• **Requirement a**: Repeat the lines of the records below word for word, starting with the line that contains "[mask] white paper page -> every instance" and going on through the last line of the records.

########

And so, Ladies and Gentlemen, on the well known principle of "I serve your turn you serve mine," which has notoriously been acted on for some time between those two influential members of the Executive Council, the stockholders are to be subjected to the tyranny of the New Squatting Regulations on the one hand, and the colony is to be tricked out of a General System of Education on the other. Talk then, as was done some time ago, of the propriety and necessity of shutting the Legislative Council against ministers of religion as Representatives of the People! Why, what possible influence either for good or for evil, can any minister of religion have in that capacity in the Legislative Council, compared with the paramount and overwhelming influence which a minister of religion actually has in the Executive Council as a nominee of the Crown?

Let both Councils be shut against ministers of religion, and I shall be content, as I told you from the first; I should then back out most willingly, and we should be able to start fair, with a fair field and no favour. But so long as we have the incubus of a Tory Bishop, as a nominee of the Crown, in the Executive Council, I shall make no apology for being where I am, so long as it shall please the people, and be deemed conducive to the real welfare and advancement of the colony, that I should be there.

########

• **Requirement b**: Reproduce the text above on ministers of religion in the colonial councils word for word, starting with "And so, Ladies" and going on through "of the Crown?".

• **The records**:
########

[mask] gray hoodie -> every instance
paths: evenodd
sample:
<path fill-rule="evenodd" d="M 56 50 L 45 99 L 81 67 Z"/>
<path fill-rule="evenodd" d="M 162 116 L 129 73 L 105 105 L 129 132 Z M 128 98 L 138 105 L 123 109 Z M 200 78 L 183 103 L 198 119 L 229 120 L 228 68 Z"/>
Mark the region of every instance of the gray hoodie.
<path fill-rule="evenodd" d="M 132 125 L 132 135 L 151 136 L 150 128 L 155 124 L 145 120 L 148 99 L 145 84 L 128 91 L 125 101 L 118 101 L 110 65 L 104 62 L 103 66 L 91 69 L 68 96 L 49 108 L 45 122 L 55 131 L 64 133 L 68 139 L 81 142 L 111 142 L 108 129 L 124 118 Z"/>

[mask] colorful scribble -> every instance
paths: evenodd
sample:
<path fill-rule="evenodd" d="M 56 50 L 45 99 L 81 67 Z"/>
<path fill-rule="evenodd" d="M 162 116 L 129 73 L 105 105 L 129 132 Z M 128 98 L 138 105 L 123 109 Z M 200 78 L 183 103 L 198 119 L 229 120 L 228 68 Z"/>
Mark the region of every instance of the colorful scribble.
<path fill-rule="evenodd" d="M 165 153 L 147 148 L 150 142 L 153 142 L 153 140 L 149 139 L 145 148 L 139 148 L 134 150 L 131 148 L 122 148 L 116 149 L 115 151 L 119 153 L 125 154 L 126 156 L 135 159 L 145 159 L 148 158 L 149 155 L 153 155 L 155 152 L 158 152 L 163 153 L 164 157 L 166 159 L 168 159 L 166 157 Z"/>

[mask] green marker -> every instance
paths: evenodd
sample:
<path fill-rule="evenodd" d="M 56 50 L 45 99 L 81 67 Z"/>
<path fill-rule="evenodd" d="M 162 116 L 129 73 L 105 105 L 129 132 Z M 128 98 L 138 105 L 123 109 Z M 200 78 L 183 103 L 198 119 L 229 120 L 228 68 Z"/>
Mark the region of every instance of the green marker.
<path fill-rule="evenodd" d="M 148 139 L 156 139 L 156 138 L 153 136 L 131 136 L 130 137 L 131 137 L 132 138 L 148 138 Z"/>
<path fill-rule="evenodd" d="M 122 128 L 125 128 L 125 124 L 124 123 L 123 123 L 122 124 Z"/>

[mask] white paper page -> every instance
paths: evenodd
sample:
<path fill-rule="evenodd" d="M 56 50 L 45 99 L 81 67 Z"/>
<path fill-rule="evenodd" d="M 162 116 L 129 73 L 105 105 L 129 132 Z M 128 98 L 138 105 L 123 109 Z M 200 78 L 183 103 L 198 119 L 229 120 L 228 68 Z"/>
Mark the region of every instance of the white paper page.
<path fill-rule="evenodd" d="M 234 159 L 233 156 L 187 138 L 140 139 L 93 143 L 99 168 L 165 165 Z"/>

########

• **Expected output a**:
[mask] white paper page -> every instance
paths: evenodd
sample:
<path fill-rule="evenodd" d="M 56 50 L 45 99 L 81 67 Z"/>
<path fill-rule="evenodd" d="M 162 116 L 129 73 L 105 105 L 129 132 Z M 128 98 L 138 105 L 123 109 Z M 200 78 L 183 103 L 198 119 L 229 120 L 228 68 Z"/>
Mark the region of every instance of the white paper page.
<path fill-rule="evenodd" d="M 234 159 L 233 156 L 187 138 L 140 139 L 93 143 L 99 168 L 165 165 Z"/>

• **Expected output b**:
And so, Ladies and Gentlemen, on the well known principle of "I serve your turn you serve mine," which has notoriously been acted on for some time between those two influential members of the Executive Council, the stockholders are to be subjected to the tyranny of the New Squatting Regulations on the one hand, and the colony is to be tricked out of a General System of Education on the other. Talk then, as was done some time ago, of the propriety and necessity of shutting the Legislative Council against ministers of religion as Representatives of the People! Why, what possible influence either for good or for evil, can any minister of religion have in that capacity in the Legislative Council, compared with the paramount and overwhelming influence which a minister of religion actually has in the Executive Council as a nominee of the Crown?